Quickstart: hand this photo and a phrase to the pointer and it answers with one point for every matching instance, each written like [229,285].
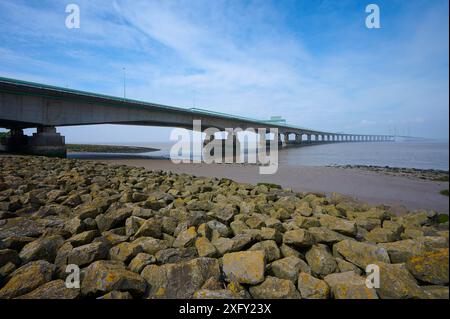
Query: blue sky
[312,62]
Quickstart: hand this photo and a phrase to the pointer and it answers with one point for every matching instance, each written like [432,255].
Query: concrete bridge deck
[29,105]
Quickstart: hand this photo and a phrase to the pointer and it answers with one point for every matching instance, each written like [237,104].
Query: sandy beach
[371,187]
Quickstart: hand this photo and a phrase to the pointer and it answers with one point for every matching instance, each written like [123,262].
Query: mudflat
[372,187]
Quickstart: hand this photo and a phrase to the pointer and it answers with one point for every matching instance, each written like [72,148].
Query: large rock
[298,238]
[289,268]
[9,256]
[340,225]
[311,287]
[324,235]
[401,251]
[113,218]
[275,288]
[246,267]
[104,276]
[270,248]
[86,254]
[205,248]
[361,254]
[53,290]
[41,249]
[27,278]
[186,238]
[320,260]
[396,282]
[124,252]
[348,285]
[181,280]
[151,228]
[430,267]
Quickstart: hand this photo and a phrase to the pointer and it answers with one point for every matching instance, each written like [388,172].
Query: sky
[315,63]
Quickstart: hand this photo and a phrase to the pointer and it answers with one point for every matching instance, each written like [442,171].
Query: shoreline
[368,186]
[154,234]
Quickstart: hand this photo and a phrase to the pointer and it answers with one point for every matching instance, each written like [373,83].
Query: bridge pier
[45,142]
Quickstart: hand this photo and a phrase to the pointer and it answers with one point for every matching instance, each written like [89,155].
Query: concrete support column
[46,142]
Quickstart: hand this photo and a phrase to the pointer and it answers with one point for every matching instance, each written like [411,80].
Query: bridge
[33,105]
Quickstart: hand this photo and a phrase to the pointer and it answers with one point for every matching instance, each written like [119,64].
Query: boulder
[104,276]
[246,267]
[311,287]
[361,254]
[289,268]
[124,252]
[180,280]
[27,278]
[55,289]
[41,249]
[186,238]
[270,248]
[431,267]
[139,262]
[320,260]
[349,285]
[86,254]
[275,288]
[298,238]
[396,282]
[340,225]
[205,248]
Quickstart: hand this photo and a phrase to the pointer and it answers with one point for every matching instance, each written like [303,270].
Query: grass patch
[444,192]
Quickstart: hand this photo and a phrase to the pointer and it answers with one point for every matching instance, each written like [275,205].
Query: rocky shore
[136,233]
[88,148]
[423,174]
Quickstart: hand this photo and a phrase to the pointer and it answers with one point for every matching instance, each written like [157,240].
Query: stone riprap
[135,233]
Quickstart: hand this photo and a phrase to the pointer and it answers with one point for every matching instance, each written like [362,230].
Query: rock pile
[151,234]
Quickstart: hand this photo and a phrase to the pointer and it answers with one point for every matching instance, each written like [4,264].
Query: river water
[421,155]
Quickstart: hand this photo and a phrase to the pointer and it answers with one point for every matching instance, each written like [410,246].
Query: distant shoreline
[90,148]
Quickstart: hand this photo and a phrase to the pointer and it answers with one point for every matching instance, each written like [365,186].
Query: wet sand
[371,187]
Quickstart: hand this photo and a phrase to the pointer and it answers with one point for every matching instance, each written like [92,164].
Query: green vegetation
[444,192]
[83,148]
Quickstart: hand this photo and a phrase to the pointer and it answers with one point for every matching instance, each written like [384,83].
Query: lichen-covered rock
[86,254]
[53,290]
[361,254]
[246,267]
[401,251]
[41,249]
[104,276]
[289,268]
[9,256]
[270,248]
[275,288]
[205,248]
[185,238]
[311,287]
[430,267]
[124,252]
[348,285]
[320,260]
[138,263]
[340,225]
[180,280]
[298,238]
[397,283]
[151,228]
[27,278]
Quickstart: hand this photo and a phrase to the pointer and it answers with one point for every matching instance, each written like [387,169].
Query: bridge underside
[45,108]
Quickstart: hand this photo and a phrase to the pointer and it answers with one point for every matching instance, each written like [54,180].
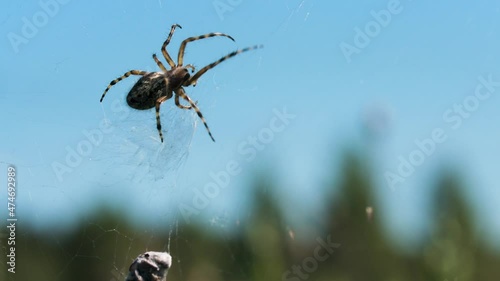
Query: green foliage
[348,243]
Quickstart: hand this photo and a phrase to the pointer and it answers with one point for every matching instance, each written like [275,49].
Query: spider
[154,88]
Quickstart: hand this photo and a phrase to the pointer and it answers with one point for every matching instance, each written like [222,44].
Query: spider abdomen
[147,90]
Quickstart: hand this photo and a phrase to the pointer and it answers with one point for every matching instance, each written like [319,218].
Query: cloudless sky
[413,68]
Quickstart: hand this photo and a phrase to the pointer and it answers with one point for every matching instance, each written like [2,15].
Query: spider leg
[159,101]
[180,92]
[164,46]
[194,78]
[179,105]
[159,63]
[127,74]
[180,57]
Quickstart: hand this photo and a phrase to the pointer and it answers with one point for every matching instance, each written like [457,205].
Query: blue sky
[412,66]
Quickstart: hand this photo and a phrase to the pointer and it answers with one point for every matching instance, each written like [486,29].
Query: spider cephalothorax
[153,88]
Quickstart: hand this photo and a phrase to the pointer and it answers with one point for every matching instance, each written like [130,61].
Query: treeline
[347,243]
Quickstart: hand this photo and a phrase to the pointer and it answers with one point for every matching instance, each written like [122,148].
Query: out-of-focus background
[361,143]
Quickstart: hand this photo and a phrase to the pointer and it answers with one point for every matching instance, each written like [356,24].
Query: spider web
[131,159]
[134,149]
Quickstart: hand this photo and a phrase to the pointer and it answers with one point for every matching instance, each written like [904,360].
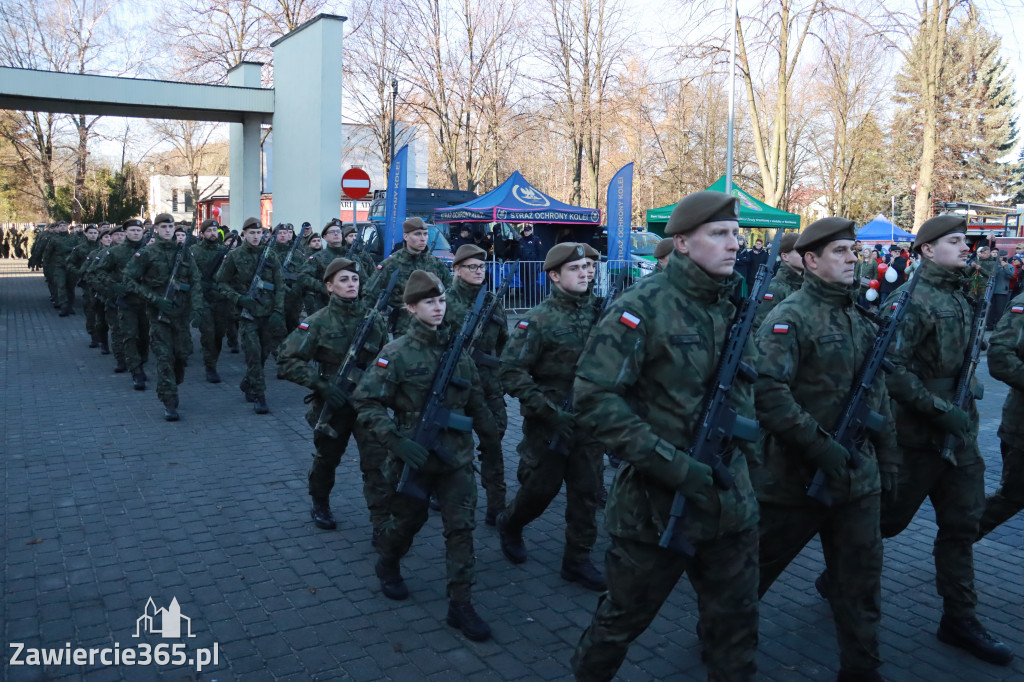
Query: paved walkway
[107,506]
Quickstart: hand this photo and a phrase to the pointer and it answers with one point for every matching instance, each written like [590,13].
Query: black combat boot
[392,585]
[322,515]
[584,571]
[464,616]
[971,636]
[513,547]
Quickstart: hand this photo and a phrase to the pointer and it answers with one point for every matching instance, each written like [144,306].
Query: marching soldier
[811,348]
[325,338]
[259,313]
[538,367]
[639,389]
[399,380]
[148,274]
[414,256]
[491,338]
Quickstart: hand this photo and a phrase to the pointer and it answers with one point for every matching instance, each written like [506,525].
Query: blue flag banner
[620,213]
[394,211]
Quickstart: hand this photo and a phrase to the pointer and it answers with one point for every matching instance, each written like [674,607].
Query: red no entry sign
[355,183]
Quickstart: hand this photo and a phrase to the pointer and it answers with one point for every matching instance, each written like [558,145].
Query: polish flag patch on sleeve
[629,320]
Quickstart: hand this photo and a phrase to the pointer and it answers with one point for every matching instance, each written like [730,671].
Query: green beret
[701,207]
[824,230]
[566,252]
[413,224]
[939,226]
[422,285]
[467,251]
[665,247]
[340,264]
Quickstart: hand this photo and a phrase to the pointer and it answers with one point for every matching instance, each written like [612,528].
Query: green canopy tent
[753,214]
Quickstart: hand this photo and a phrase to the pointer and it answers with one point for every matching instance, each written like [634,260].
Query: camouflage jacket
[400,379]
[640,389]
[1006,363]
[928,352]
[148,272]
[539,360]
[236,275]
[324,338]
[406,262]
[810,350]
[785,282]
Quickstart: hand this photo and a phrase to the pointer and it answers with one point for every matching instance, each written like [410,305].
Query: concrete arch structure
[304,108]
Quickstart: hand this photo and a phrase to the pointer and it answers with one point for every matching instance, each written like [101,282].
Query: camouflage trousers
[171,343]
[134,325]
[957,494]
[724,574]
[254,336]
[852,546]
[1006,502]
[541,475]
[457,495]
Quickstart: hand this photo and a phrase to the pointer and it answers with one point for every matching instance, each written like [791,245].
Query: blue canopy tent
[881,229]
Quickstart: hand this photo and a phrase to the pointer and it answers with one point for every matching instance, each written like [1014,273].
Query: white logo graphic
[170,621]
[529,196]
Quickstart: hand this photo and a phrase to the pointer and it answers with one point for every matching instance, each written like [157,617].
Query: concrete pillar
[306,164]
[244,152]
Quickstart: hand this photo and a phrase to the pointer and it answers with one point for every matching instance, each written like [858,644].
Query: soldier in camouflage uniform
[491,338]
[787,280]
[811,348]
[148,274]
[399,380]
[266,307]
[1006,363]
[640,386]
[414,256]
[538,367]
[325,338]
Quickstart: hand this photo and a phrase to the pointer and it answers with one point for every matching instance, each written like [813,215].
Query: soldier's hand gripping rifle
[719,422]
[257,286]
[856,416]
[343,378]
[435,418]
[964,394]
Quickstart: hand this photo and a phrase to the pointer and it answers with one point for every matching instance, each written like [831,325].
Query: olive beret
[340,264]
[701,207]
[664,247]
[939,226]
[422,285]
[824,230]
[413,224]
[566,252]
[467,251]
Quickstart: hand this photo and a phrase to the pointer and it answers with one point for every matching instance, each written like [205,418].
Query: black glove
[412,453]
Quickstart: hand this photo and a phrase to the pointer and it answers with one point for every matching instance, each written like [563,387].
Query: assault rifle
[964,394]
[258,285]
[856,416]
[719,421]
[343,377]
[557,443]
[435,418]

++++++

### EXERCISE BRIEF
Write the lines out exactly, from the one with "written like [831,325]." down to the last line of the listing, and leave out all others.

### OUTPUT OF THE EXERCISE
Quickstart: hand this photo and a phrase to the pointer and it answers with one point for every matching instance, each written like [831,325].
Query: olive beret
[340,264]
[701,207]
[664,247]
[939,226]
[422,285]
[824,230]
[413,224]
[566,252]
[467,251]
Quickstart: hand this photo and a phrase to the pointer and it answers with one point for every matching instance, each written like [205,418].
Query: black glove
[412,453]
Quickstart: hand this photo and a phrase to the pointer and it answers with one point for every matching instance, each written like [563,387].
Query: assault rifle
[964,394]
[258,285]
[856,416]
[719,421]
[343,377]
[557,443]
[435,418]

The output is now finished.